Please give all of the rows below as a numbered list, skipping blank lines and leaving out the pictures.

(Box annotations for photos)
= = = = =

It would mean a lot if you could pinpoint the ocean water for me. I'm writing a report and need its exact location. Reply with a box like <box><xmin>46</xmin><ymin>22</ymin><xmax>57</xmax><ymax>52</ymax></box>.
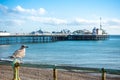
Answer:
<box><xmin>0</xmin><ymin>35</ymin><xmax>120</xmax><ymax>70</ymax></box>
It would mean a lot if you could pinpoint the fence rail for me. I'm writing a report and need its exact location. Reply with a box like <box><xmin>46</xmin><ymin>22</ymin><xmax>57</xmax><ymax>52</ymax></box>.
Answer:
<box><xmin>0</xmin><ymin>61</ymin><xmax>120</xmax><ymax>80</ymax></box>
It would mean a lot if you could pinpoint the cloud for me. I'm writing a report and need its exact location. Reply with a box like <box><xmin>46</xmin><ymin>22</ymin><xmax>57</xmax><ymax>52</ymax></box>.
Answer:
<box><xmin>13</xmin><ymin>6</ymin><xmax>46</xmax><ymax>15</ymax></box>
<box><xmin>0</xmin><ymin>19</ymin><xmax>25</xmax><ymax>26</ymax></box>
<box><xmin>0</xmin><ymin>4</ymin><xmax>8</xmax><ymax>13</ymax></box>
<box><xmin>28</xmin><ymin>16</ymin><xmax>67</xmax><ymax>25</ymax></box>
<box><xmin>0</xmin><ymin>4</ymin><xmax>47</xmax><ymax>15</ymax></box>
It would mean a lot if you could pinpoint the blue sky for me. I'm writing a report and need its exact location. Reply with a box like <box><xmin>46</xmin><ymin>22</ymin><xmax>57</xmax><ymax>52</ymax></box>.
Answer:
<box><xmin>0</xmin><ymin>0</ymin><xmax>120</xmax><ymax>34</ymax></box>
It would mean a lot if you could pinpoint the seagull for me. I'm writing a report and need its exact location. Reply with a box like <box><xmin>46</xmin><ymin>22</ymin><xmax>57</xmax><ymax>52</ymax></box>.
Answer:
<box><xmin>10</xmin><ymin>45</ymin><xmax>28</xmax><ymax>60</ymax></box>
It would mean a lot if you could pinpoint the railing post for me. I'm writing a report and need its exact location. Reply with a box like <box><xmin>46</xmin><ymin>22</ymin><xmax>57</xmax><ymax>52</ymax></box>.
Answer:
<box><xmin>53</xmin><ymin>67</ymin><xmax>57</xmax><ymax>80</ymax></box>
<box><xmin>12</xmin><ymin>59</ymin><xmax>21</xmax><ymax>80</ymax></box>
<box><xmin>102</xmin><ymin>68</ymin><xmax>106</xmax><ymax>80</ymax></box>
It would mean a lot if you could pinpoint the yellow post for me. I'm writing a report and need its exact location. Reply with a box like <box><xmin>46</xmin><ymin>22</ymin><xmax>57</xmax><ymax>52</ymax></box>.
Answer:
<box><xmin>53</xmin><ymin>68</ymin><xmax>57</xmax><ymax>80</ymax></box>
<box><xmin>102</xmin><ymin>68</ymin><xmax>106</xmax><ymax>80</ymax></box>
<box><xmin>12</xmin><ymin>59</ymin><xmax>20</xmax><ymax>80</ymax></box>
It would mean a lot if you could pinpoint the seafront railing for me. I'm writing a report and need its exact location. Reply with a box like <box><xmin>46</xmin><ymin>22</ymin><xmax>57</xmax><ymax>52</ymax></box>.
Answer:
<box><xmin>0</xmin><ymin>34</ymin><xmax>109</xmax><ymax>45</ymax></box>
<box><xmin>0</xmin><ymin>61</ymin><xmax>120</xmax><ymax>80</ymax></box>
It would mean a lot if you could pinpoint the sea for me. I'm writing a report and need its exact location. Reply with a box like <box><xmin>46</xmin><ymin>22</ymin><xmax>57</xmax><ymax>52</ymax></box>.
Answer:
<box><xmin>0</xmin><ymin>35</ymin><xmax>120</xmax><ymax>70</ymax></box>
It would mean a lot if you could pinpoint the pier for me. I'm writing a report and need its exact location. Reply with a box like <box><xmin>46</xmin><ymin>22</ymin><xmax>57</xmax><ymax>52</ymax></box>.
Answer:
<box><xmin>0</xmin><ymin>34</ymin><xmax>108</xmax><ymax>45</ymax></box>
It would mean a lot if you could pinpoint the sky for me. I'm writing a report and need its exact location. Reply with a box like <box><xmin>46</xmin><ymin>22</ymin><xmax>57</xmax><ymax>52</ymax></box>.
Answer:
<box><xmin>0</xmin><ymin>0</ymin><xmax>120</xmax><ymax>35</ymax></box>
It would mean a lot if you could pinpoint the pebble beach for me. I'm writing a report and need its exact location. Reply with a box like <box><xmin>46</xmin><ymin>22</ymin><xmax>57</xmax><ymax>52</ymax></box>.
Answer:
<box><xmin>0</xmin><ymin>65</ymin><xmax>120</xmax><ymax>80</ymax></box>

= = = = =

• _Result_:
1. It would mean a lot if you could pinpoint the ocean water for me. I'm writing a report and need its exact location. Reply with a box like <box><xmin>46</xmin><ymin>22</ymin><xmax>57</xmax><ymax>52</ymax></box>.
2. Answer:
3. <box><xmin>0</xmin><ymin>35</ymin><xmax>120</xmax><ymax>70</ymax></box>
4. It would mean a lot if you could pinpoint the fence rail for me. I'm writing a report and need its exact location. Reply with a box like <box><xmin>46</xmin><ymin>22</ymin><xmax>57</xmax><ymax>52</ymax></box>.
5. Answer:
6. <box><xmin>0</xmin><ymin>61</ymin><xmax>120</xmax><ymax>80</ymax></box>
7. It would mean a lot if you could pinpoint the cloud for me. I'm writing a report and need its exact location. Reply with a box like <box><xmin>46</xmin><ymin>22</ymin><xmax>57</xmax><ymax>52</ymax></box>.
8. Answer:
9. <box><xmin>13</xmin><ymin>6</ymin><xmax>46</xmax><ymax>15</ymax></box>
10. <box><xmin>0</xmin><ymin>19</ymin><xmax>25</xmax><ymax>26</ymax></box>
11. <box><xmin>0</xmin><ymin>4</ymin><xmax>8</xmax><ymax>13</ymax></box>
12. <box><xmin>28</xmin><ymin>16</ymin><xmax>67</xmax><ymax>25</ymax></box>
13. <box><xmin>0</xmin><ymin>4</ymin><xmax>47</xmax><ymax>15</ymax></box>
14. It would mean a lot if you could pinpoint the blue sky for me. I'm writing a report and need its exact location. Reply with a box like <box><xmin>46</xmin><ymin>22</ymin><xmax>57</xmax><ymax>52</ymax></box>.
15. Answer:
16. <box><xmin>0</xmin><ymin>0</ymin><xmax>120</xmax><ymax>34</ymax></box>
17. It would mean a lot if you could pinpoint the seagull for me. I'm writing a report and need its exact location. Reply with a box like <box><xmin>46</xmin><ymin>22</ymin><xmax>57</xmax><ymax>52</ymax></box>.
18. Answer:
19. <box><xmin>10</xmin><ymin>45</ymin><xmax>28</xmax><ymax>60</ymax></box>
20. It would mean a lot if you could pinpoint the railing post for me. I'm writing a report and need its exact location. Reply with a box like <box><xmin>46</xmin><ymin>22</ymin><xmax>57</xmax><ymax>52</ymax></box>.
21. Answer:
22. <box><xmin>53</xmin><ymin>67</ymin><xmax>57</xmax><ymax>80</ymax></box>
23. <box><xmin>12</xmin><ymin>59</ymin><xmax>21</xmax><ymax>80</ymax></box>
24. <box><xmin>102</xmin><ymin>68</ymin><xmax>106</xmax><ymax>80</ymax></box>
25. It would mean a lot if you could pinpoint the yellow post for me. I'm writing a report and need its exact location. Reply with a box like <box><xmin>46</xmin><ymin>22</ymin><xmax>57</xmax><ymax>52</ymax></box>.
26. Answer:
27. <box><xmin>53</xmin><ymin>68</ymin><xmax>57</xmax><ymax>80</ymax></box>
28. <box><xmin>102</xmin><ymin>68</ymin><xmax>106</xmax><ymax>80</ymax></box>
29. <box><xmin>12</xmin><ymin>59</ymin><xmax>20</xmax><ymax>80</ymax></box>
30. It would mean a lot if you could pinpoint the seafront railing for me. I'm writing a report and need its exact location. Reply with a box like <box><xmin>46</xmin><ymin>22</ymin><xmax>57</xmax><ymax>52</ymax></box>.
31. Answer:
32. <box><xmin>0</xmin><ymin>34</ymin><xmax>109</xmax><ymax>45</ymax></box>
33. <box><xmin>0</xmin><ymin>61</ymin><xmax>120</xmax><ymax>80</ymax></box>
34. It would mean a lot if you could pinpoint the sea for me. I'm writing a report and need its exact location. Reply with a box like <box><xmin>46</xmin><ymin>22</ymin><xmax>57</xmax><ymax>52</ymax></box>.
35. Answer:
36. <box><xmin>0</xmin><ymin>35</ymin><xmax>120</xmax><ymax>70</ymax></box>
37. It would mean a lot if you could pinpoint the pier for me. I'm writing a report and need its exact location. Reply with a box like <box><xmin>46</xmin><ymin>22</ymin><xmax>57</xmax><ymax>52</ymax></box>.
38. Answer:
39. <box><xmin>0</xmin><ymin>34</ymin><xmax>108</xmax><ymax>45</ymax></box>
40. It would mean a lot if you could pinpoint the sky for me. I'm writing a report and need its exact location. Reply with a box like <box><xmin>46</xmin><ymin>22</ymin><xmax>57</xmax><ymax>52</ymax></box>.
41. Answer:
42. <box><xmin>0</xmin><ymin>0</ymin><xmax>120</xmax><ymax>35</ymax></box>
43. It would mean a lot if you could pinpoint the pebble beach for me. I'm writing a report and need its exact location. Reply with a box like <box><xmin>46</xmin><ymin>22</ymin><xmax>57</xmax><ymax>52</ymax></box>.
44. Answer:
45. <box><xmin>0</xmin><ymin>65</ymin><xmax>120</xmax><ymax>80</ymax></box>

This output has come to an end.